▸ DATA TO PROCESS:
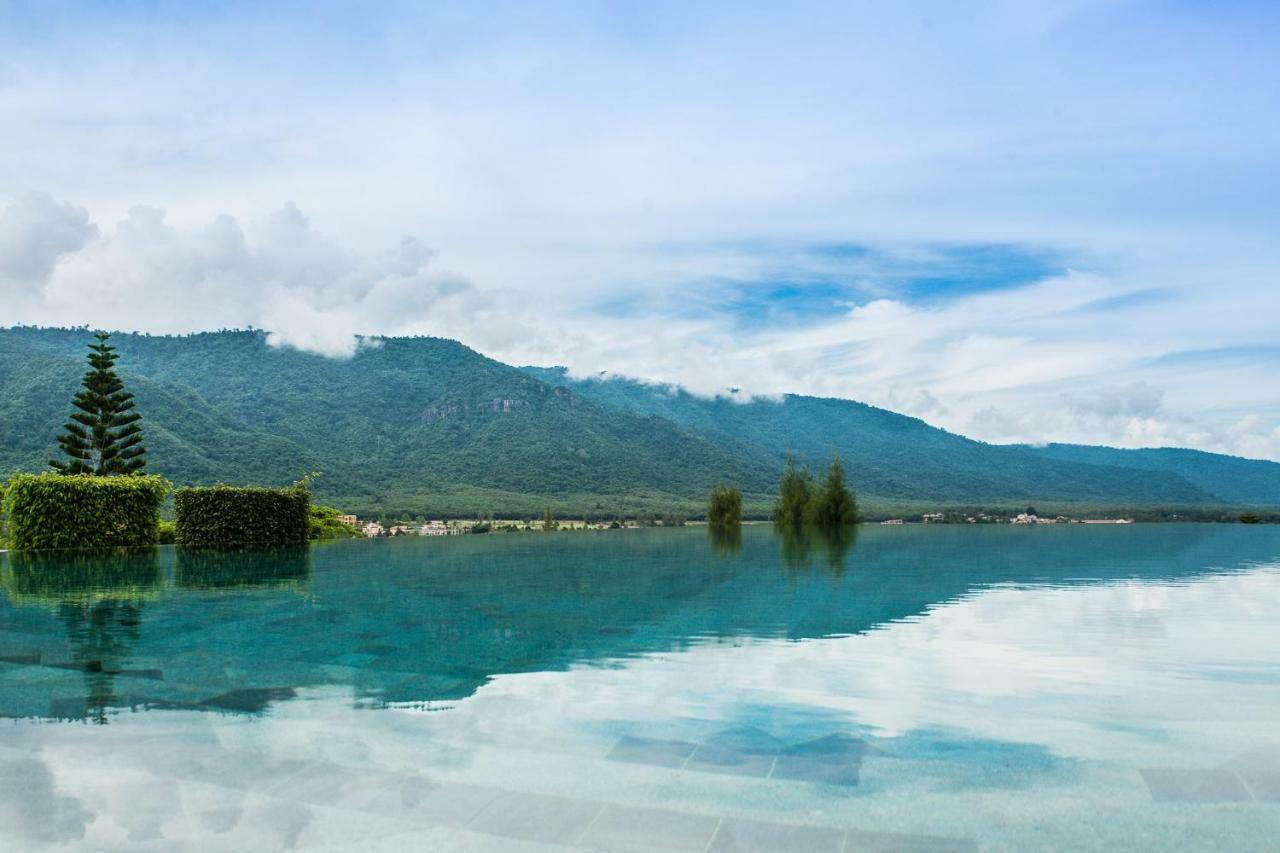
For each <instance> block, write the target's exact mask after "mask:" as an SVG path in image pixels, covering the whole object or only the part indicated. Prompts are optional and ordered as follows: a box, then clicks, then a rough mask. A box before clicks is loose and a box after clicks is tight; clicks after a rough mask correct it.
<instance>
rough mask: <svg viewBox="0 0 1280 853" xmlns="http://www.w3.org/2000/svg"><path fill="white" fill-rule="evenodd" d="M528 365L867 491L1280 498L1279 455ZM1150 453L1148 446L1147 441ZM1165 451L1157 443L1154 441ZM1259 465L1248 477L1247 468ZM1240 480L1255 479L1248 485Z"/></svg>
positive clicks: (1129, 501)
mask: <svg viewBox="0 0 1280 853" xmlns="http://www.w3.org/2000/svg"><path fill="white" fill-rule="evenodd" d="M525 370H526V371H527V373H530V375H535V377H538V378H540V379H543V380H545V382H550V383H557V384H562V386H564V387H567V388H572V389H573V391H575V392H576V393H579V394H581V396H584V397H590V398H593V400H596V401H600V402H605V403H609V405H612V406H617V407H621V409H627V410H630V411H637V412H645V414H653V415H660V416H663V418H667V419H669V420H672V421H675V423H677V424H680V425H682V427H685V428H689V429H694V430H698V432H703V433H705V434H712V435H717V437H719V435H732V437H735V438H736V439H737V441H740V442H745V443H749V444H756V446H763V447H765V448H771V450H772V451H773V452H774V453H776V455H777V456H780V457H781V456H783V455H785V453H786V452H788V451H790V452H794V453H795V455H796V457H797V459H799V460H801V461H805V462H808V464H809V465H810V466H813V467H819V466H822V465H824V464H826V460H827V459H829V456H831V455H832V453H833V452H838V453H840V455H841V459H844V460H845V462H846V465H847V466H849V469H850V471H851V475H852V476H854V478H855V483H856V485H858V488H859V489H860V491H863V492H865V493H867V494H874V496H882V497H893V498H914V500H931V501H947V502H973V501H997V500H1005V501H1009V500H1024V501H1092V502H1103V503H1124V502H1137V503H1166V505H1179V503H1228V505H1248V503H1265V505H1280V465H1276V464H1275V462H1263V461H1254V460H1243V459H1236V457H1230V456H1217V455H1213V453H1201V452H1198V451H1175V453H1185V455H1187V456H1185V457H1181V459H1187V460H1188V466H1187V470H1185V471H1184V470H1183V466H1181V465H1180V464H1179V460H1176V459H1170V460H1167V464H1164V465H1155V464H1149V462H1148V461H1143V457H1140V456H1133V455H1132V453H1134V451H1116V450H1111V448H1098V450H1101V451H1108V453H1111V455H1110V456H1107V455H1097V456H1094V457H1089V456H1084V455H1082V456H1079V457H1070V456H1066V455H1064V456H1055V455H1053V453H1046V452H1043V451H1042V450H1041V448H1030V447H1023V446H997V444H986V443H983V442H975V441H972V439H969V438H964V437H963V435H956V434H952V433H947V432H946V430H941V429H937V428H934V427H929V425H928V424H925V423H924V421H922V420H919V419H915V418H908V416H905V415H899V414H895V412H891V411H886V410H883V409H876V407H874V406H867V405H864V403H859V402H852V401H847V400H829V398H819V397H803V396H795V394H788V396H786V397H783V398H782V400H780V401H762V400H749V401H742V402H739V401H735V400H731V398H727V397H718V398H704V397H698V396H694V394H690V393H689V392H686V391H684V389H680V388H675V387H669V386H654V384H646V383H641V382H635V380H631V379H621V378H609V379H582V380H575V379H570V378H568V377H567V374H566V371H564V369H563V368H525ZM1143 452H1147V451H1143ZM1153 452H1155V451H1153ZM1243 471H1249V476H1248V478H1244V476H1242V473H1243ZM1236 483H1249V484H1251V485H1248V487H1247V488H1239V487H1236V485H1235V484H1236Z"/></svg>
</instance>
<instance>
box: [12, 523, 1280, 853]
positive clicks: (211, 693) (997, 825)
mask: <svg viewBox="0 0 1280 853" xmlns="http://www.w3.org/2000/svg"><path fill="white" fill-rule="evenodd" d="M0 581H3V587H4V594H3V596H0V717H3V719H0V793H3V794H0V849H6V850H8V849H13V850H41V849H95V850H99V849H140V850H148V849H154V850H174V849H191V850H248V849H253V850H259V849H335V850H337V849H358V850H403V849H411V850H504V852H506V850H517V852H518V850H590V849H603V850H663V852H667V850H673V852H678V850H691V852H699V853H701V852H707V850H717V852H726V850H769V852H773V850H780V852H806V850H822V852H829V853H844V852H849V853H852V852H855V850H1027V849H1053V850H1071V849H1080V850H1115V849H1185V850H1204V849H1219V850H1275V849H1277V844H1280V843H1277V841H1276V839H1280V726H1277V721H1280V642H1277V640H1280V526H1271V525H1256V526H1244V525H1192V524H1185V525H1129V526H1106V528H1102V526H1084V525H1061V526H1052V528H1048V526H1042V528H1032V529H1018V528H1011V526H937V525H934V526H902V528H881V526H873V528H864V529H861V530H860V532H859V533H858V534H856V537H854V535H850V537H844V538H841V539H838V540H831V539H829V538H820V537H819V538H815V537H778V535H776V534H774V532H773V530H771V529H768V528H764V526H748V528H745V529H744V530H742V533H741V535H740V537H712V535H709V533H708V532H707V530H705V529H698V528H691V529H673V530H660V529H658V530H617V532H593V533H586V532H584V533H559V534H490V535H472V537H448V538H444V537H442V538H397V539H381V540H360V542H338V543H330V544H323V546H316V547H312V548H310V549H298V551H265V552H253V551H247V552H228V553H210V552H195V553H192V552H184V551H175V549H173V548H159V549H156V551H152V552H143V553H136V555H128V556H79V557H70V556H61V555H60V556H52V557H50V556H22V555H15V553H8V555H0Z"/></svg>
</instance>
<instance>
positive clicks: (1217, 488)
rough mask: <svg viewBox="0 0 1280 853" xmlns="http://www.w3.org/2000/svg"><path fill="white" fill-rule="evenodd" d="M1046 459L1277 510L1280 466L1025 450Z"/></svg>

▸ ASSIGNMENT: Show each line of the records above containing "rough".

▸ SOLUTION:
For each <instance> block, write the target's exact mask after "mask:" as an SVG path in image pixels, covering the whole object or only the part indicated. Prompts are optional and ordered as follows: a box, then clicks, then a rough mask. A box before clicks is loose and a box after clicks is tight; clicks after a rough mask correct it.
rough mask: <svg viewBox="0 0 1280 853" xmlns="http://www.w3.org/2000/svg"><path fill="white" fill-rule="evenodd" d="M528 365L867 491L1280 498L1279 455ZM1150 453L1148 446L1147 441ZM1165 451L1157 443L1154 441ZM1259 465L1248 477L1247 468ZM1240 480L1255 479L1248 485Z"/></svg>
rough mask: <svg viewBox="0 0 1280 853" xmlns="http://www.w3.org/2000/svg"><path fill="white" fill-rule="evenodd" d="M1046 459L1277 510L1280 466L1025 450Z"/></svg>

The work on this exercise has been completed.